Entries taken from a collection
◆ ◆ ◆ ◆ ◆ ◆ ◆

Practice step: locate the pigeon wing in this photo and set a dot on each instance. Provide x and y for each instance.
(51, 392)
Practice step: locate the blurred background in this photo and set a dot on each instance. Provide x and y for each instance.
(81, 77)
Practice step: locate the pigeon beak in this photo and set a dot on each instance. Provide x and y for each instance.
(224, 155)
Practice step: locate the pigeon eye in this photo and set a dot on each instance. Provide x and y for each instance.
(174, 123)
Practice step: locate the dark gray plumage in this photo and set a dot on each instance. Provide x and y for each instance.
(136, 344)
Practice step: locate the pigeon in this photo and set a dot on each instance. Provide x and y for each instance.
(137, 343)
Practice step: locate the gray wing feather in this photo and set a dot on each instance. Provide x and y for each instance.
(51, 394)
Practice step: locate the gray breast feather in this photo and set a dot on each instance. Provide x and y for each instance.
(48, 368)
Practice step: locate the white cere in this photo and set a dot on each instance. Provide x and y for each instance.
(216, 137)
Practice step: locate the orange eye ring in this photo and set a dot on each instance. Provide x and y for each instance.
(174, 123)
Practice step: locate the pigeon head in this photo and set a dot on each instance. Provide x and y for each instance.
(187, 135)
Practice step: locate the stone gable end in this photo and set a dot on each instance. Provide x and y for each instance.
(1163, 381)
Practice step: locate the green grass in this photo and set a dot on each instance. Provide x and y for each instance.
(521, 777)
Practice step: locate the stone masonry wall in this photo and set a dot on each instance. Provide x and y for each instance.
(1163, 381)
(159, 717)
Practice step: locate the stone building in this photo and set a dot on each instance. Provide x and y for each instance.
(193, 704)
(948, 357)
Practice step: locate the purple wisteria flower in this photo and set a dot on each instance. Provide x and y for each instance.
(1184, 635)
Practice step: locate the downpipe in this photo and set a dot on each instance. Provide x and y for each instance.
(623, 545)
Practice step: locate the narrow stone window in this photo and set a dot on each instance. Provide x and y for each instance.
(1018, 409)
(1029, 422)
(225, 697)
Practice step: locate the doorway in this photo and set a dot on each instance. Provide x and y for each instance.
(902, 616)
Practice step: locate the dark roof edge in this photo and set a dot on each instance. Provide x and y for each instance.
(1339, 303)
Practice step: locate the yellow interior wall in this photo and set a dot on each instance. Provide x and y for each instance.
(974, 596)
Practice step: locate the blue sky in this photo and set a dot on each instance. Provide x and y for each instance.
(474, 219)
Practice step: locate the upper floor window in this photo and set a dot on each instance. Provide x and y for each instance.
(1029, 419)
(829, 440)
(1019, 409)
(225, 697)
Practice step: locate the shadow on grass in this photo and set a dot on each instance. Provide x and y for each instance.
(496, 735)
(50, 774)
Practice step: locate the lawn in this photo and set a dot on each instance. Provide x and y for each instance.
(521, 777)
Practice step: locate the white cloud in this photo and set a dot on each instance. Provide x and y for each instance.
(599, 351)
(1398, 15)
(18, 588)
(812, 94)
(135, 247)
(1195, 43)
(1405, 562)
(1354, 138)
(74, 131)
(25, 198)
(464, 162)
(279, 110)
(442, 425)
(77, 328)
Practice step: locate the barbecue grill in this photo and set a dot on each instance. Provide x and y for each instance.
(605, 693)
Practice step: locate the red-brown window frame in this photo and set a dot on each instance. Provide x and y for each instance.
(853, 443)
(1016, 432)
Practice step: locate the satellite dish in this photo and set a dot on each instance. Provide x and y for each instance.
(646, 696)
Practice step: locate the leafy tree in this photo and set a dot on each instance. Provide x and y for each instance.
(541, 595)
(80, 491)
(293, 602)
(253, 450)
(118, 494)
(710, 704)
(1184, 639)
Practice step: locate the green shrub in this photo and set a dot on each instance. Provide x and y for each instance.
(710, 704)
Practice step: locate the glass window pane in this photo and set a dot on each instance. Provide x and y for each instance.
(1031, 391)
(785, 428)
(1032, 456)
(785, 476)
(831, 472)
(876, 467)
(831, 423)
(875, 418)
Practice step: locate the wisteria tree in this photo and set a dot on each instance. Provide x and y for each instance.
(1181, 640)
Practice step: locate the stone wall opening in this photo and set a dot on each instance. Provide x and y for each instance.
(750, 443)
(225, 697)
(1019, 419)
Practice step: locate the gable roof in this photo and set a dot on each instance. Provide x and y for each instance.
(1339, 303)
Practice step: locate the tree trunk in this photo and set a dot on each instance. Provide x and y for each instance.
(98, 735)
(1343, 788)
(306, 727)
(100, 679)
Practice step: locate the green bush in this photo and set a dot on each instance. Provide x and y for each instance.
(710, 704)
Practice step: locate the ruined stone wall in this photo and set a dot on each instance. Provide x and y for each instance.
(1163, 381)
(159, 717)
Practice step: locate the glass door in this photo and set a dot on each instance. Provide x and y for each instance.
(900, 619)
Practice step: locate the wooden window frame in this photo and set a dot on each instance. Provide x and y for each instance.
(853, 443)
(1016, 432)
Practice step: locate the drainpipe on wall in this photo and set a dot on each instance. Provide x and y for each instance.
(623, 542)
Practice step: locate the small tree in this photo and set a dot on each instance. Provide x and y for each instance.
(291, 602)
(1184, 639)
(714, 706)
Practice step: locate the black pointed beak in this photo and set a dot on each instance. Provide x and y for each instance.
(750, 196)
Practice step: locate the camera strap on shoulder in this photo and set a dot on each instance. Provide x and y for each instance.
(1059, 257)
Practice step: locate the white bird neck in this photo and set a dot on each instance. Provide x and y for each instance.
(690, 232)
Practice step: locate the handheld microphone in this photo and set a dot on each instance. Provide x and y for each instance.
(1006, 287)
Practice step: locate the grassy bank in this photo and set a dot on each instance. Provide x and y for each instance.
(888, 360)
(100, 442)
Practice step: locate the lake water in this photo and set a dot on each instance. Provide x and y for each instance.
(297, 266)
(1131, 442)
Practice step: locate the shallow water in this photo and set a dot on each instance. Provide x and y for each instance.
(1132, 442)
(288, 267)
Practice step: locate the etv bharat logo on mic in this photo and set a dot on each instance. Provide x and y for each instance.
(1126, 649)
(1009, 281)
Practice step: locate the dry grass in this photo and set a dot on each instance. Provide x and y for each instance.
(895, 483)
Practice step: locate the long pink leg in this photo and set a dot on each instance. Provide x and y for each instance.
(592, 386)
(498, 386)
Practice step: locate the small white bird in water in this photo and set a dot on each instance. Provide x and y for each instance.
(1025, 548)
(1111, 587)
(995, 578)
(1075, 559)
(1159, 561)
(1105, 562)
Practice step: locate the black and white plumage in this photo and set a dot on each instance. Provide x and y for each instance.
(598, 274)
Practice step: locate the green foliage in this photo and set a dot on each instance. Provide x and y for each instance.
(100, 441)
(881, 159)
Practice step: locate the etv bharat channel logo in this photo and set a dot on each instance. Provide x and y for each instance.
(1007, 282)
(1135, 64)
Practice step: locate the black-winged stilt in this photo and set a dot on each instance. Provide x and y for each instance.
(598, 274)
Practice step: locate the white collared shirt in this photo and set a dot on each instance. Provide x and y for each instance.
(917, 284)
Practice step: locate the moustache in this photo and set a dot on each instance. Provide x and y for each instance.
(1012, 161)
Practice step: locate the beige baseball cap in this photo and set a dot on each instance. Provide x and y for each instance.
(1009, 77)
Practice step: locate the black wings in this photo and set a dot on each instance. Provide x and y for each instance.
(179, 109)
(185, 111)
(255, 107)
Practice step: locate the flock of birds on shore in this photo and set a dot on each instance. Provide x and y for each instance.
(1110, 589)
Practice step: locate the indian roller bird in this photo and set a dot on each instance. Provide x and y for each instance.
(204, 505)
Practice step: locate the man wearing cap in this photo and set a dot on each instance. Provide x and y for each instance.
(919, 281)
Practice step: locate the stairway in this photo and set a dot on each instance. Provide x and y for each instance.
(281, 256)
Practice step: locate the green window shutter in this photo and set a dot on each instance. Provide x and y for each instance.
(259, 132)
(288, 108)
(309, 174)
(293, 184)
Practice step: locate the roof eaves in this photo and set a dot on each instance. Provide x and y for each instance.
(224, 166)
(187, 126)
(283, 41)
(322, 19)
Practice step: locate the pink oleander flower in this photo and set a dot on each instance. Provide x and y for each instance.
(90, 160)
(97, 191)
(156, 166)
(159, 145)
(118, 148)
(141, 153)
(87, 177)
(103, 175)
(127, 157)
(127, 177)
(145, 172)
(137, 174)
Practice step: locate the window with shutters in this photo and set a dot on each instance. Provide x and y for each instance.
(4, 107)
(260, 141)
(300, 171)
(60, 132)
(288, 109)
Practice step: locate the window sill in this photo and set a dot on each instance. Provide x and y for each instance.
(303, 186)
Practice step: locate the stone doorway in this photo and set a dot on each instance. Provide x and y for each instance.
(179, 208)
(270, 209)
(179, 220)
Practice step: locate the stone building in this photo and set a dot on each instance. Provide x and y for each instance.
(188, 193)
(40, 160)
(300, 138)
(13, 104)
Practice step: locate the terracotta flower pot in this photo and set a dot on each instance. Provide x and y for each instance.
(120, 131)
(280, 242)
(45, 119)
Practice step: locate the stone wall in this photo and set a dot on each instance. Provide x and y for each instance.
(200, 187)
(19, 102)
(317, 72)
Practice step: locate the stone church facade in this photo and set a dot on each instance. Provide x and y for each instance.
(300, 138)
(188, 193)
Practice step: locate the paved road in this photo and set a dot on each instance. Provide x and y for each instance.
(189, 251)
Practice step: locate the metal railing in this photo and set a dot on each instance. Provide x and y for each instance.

◆ ◆ ◆ ◆ ◆ ◆ ◆

Instructions for the task:
Exact copies of the line containing "Practice step: locate the terracotta" and of every line after it through the end of the entries are all that should be output.

Exercise response:
Practice step: locate the terracotta flower pot in this photo and set a dot on each instance. Provide x and y for each instance.
(120, 131)
(280, 242)
(45, 119)
Practice step: locate the stone wall in this photo and set a dot on each instance. Provide x and y for each instance.
(200, 187)
(19, 102)
(317, 72)
Practice step: locate the stone church facade in this photo and set a dot on each instance. Provide x and y for each instance.
(300, 138)
(188, 193)
Practice step: locate the paved road in this photo and set a dot on each instance. Provide x and y for each instance.
(189, 251)
Practice step: locate the metal railing in this photo and set a dot on each instance. Provide x and y for each instance.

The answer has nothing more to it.